Updated: Jul 9
This year Colorado lawmakers passed laws to address the mental health needs of a state with one of the highest suicide rates in the nation.
This op-ed was originally published by The Denver Post on April 27, 2021.
In the winter of 1982, a young red-headed boy went to his parent’s basement. He was in the depths of depression, full of self-loathing, fear, and despair when he accessed his father’s unlocked gun cabinet. After what seemed like an eternity, he put back the weapon in which he sought escape. Later that night, as his mother kissed him good night, he told her what he had done. She was incredulous or seemed so at the moment. Stigma and unavailable resources limited her options to help. However, she made sure the cabinet was locked that night and every night since. She protected her son by keeping him home from school for 30 out of the next 45 days.
This was the beginning of my struggle with depression and the suicide ideation that comes with it. A dark moment in my life. I spent time over the last 39 years finding ways to cope on my own until I finally was able to seek professional help as an adult.
I am one of the lucky ones.
My story is not unique. It is being replayed by both young and old today. My heart broke when I learned that among Colorado’s high school youth, one in seven has seriously considered suicide in the past year.
The CDC reports that 1,312 Coloradans committed suicide in 2019, making our state the 5th highest in the nation per capita. According to Mental Health Colorado, more than one million people in our state experience a mental health or substance use disorder each year. Yet, Colorado has fallen to 48th place nationwide in the past two years when it comes to offering mental health care to our youth.

» **DATA PROVIDED**
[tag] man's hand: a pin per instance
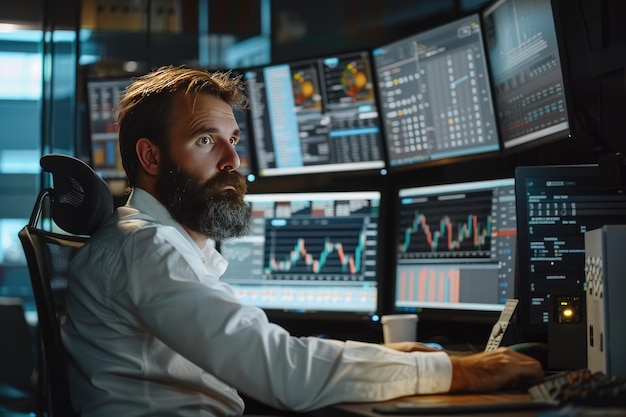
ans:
(489, 371)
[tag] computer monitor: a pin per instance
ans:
(455, 249)
(556, 205)
(315, 116)
(526, 66)
(103, 94)
(308, 253)
(435, 95)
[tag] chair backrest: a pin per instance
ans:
(78, 202)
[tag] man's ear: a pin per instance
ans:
(149, 156)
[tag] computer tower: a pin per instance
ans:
(567, 325)
(605, 269)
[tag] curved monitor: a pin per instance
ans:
(527, 71)
(315, 116)
(455, 248)
(556, 205)
(308, 253)
(435, 95)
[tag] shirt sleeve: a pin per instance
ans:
(173, 294)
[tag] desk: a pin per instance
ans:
(366, 409)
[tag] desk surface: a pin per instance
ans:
(367, 409)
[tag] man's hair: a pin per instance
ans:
(145, 109)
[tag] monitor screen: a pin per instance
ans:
(435, 95)
(315, 116)
(527, 72)
(555, 206)
(103, 94)
(455, 246)
(102, 97)
(308, 252)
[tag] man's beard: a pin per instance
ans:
(205, 208)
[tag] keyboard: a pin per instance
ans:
(581, 387)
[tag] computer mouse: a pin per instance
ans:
(536, 350)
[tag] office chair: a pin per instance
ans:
(78, 203)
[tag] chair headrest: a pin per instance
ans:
(80, 200)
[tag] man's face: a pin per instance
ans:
(197, 183)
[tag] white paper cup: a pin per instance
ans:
(399, 328)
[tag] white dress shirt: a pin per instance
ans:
(152, 331)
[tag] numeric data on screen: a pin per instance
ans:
(435, 94)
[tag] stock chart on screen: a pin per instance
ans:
(456, 246)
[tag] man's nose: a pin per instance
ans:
(229, 160)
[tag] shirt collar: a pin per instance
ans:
(147, 203)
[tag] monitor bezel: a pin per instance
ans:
(339, 315)
(428, 163)
(376, 168)
(544, 139)
(437, 314)
(529, 330)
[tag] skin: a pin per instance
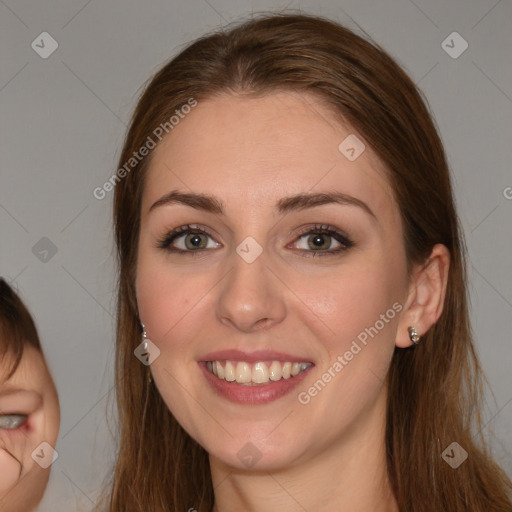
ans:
(29, 391)
(250, 153)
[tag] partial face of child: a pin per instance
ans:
(29, 416)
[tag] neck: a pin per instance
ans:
(350, 474)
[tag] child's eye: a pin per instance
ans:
(12, 421)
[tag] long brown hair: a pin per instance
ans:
(17, 328)
(434, 388)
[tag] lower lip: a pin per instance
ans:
(253, 395)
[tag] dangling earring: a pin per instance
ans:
(413, 335)
(145, 345)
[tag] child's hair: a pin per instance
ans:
(17, 327)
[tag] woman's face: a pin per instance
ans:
(294, 255)
(29, 416)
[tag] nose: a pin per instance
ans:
(251, 297)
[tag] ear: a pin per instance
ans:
(426, 294)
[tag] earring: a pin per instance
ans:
(413, 335)
(145, 342)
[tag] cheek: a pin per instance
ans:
(167, 298)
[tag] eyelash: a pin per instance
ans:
(317, 229)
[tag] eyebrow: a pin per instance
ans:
(296, 202)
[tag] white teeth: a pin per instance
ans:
(229, 372)
(275, 371)
(243, 373)
(295, 369)
(259, 373)
(220, 370)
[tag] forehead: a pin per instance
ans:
(258, 149)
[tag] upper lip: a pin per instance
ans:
(253, 357)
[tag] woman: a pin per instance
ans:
(292, 283)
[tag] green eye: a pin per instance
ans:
(12, 421)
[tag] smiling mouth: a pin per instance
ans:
(253, 374)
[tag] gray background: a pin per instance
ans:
(63, 120)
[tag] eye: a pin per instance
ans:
(323, 240)
(187, 239)
(12, 421)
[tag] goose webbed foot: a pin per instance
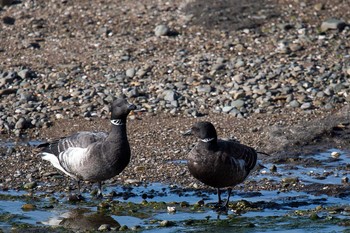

» **PROBLEM 1**
Turn the paragraph of the Colorado mental health op-ed beginning "The CDC reports that" into a short bulleted list that keeps its main facts.
» **PROBLEM 2**
Answer these questions from the Colorado mental health op-ed:
(a) In what season and year did the boy go to his parent's basement?
(b) Which newspaper originally published the op-ed, and on what date?
(c) What share of Colorado's high school youth has seriously considered suicide in the past year?
» **PROBLEM 3**
Carry on the Colorado mental health op-ed from the point where its text stops.
The listing is separate material and has nothing to do with the op-ed.

» **WRITTEN ANSWER 1**
- The CDC reports that 1,312 Coloradans died by suicide in 2019, giving the state the 5th-highest per capita rate in the nation.
- Mental Health Colorado says more than one million people in the state experience a mental health or substance use disorder each year.
- Over the past two years, Colorado has fallen to 48th place nationwide in offering mental health care to youth.

» **WRITTEN ANSWER 2**
(a) The winter of 1982.
(b) The Denver Post, on April 27, 2021.
(c) One in seven.

» **WRITTEN ANSWER 3**
Our mental health system is inadequate because it ignores the plain fact that mental health is health care. Our thoughts, feelings, beliefs, and attitudes can positively or negatively affect our biological functioning. In other words, our minds can affect how healthy our bodies are and vise versa. What we do with our physical body — what we eat, how much we exercise, even our posture — can impact our mental state, positively or negatively. This results in a complex interrelationship between our minds and bodies that requires a multi-pronged, holistic approach to fully address this issue.
To that end, I’ve introduced two bills in the Colorado General Assembly that aim to bridge the gap in our mental health services and ultimately improve patient outcomes.
The first bill, Senate Bill 154, creates an emergency hotline for mental health and suicide prevention — increasing access to immediate help in times of crisis by aligning Colorado with the nationally designated lifeline.
In 2020, Congress passed the National Suicide Hotline Designation Act of 2020, designating 988 as the three-digit number for the National Suicide Prevention Lifeline to aid rapid access to suicide prevention and mental health support services. So by implementing this designation here at home, we will be able to improve quality and access to behavioral health crisis services, especially for underserved populations and rural areas of the state. And it will reduce stigma surrounding suicide, mental health, and substance use conditions.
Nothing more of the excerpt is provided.